* _Quoted passage_
========================

Such statements return the discussion to the professor’s comment to McKinney: Whom do we mean as the decision makers when we say that “the state has to figure out what it is good at”?
In the context of tax breaks and public policy, the answer would have to be political leaders and other representatives of the state’s ruling class. That approach, however, assumes that the insular community at the top of the local pyramid has an unusual talent for guiding the multibillion-dollar enterprise that is the State of Rhode Island and, moreover, has unique incentive for making the pieces work. Neither proposition is reflected in reality.
The references to start-up costs similarly give the impression of a top-down view of society that isn’t necessarily in keeping with individual experience. A carpenter, plumber, copyeditor, or data analyst who has been working at his or her trade for some time may very well be taking the step into self-employment with all of the necessary start-up costs completed. The carpenter has his tools, and the editor has her education. Neither is likely to need as much up-front capital for materials as, say, a painter. In the construction trades, materials are purchased by the client, and lumber yards are quick to extend credit for that purpose.
Whatever the case, Rhode Island would do well to extend its romantic sensibilities concerning free-spirited artists to the rest of its residents. Nobody is going to pick a better career for individual Rhode Islanders or have more incentive for their success than a citizenry with control over their own destinies. It shouldn’t be necessary to sell one’s passion to the General Assembly in order to find encouragement from the state.

========================

* _Data excerpt_

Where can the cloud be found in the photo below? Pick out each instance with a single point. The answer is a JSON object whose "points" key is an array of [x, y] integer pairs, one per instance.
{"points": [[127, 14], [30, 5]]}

========================

* _Problem set_
**1)** From the passage on Rhode Island economic policy, reproduce the part that opens with the words containing "In the context" and closes with "reflected in reality.".
**2)** In the passage on Rhode Island economic policy, who purchases materials in the construction trades?

* _Solved tasks_
**1)**
In the context of tax breaks and public policy, the answer would have to be political leaders and other representatives of the state’s ruling class. That approach, however, assumes that the insular community at the top of the local pyramid has an unusual talent for guiding the multibillion-dollar enterprise that is the State of Rhode Island and, moreover, has unique incentive for making the pieces work. Neither proposition is reflected in reality.

**2)** The client purchases them.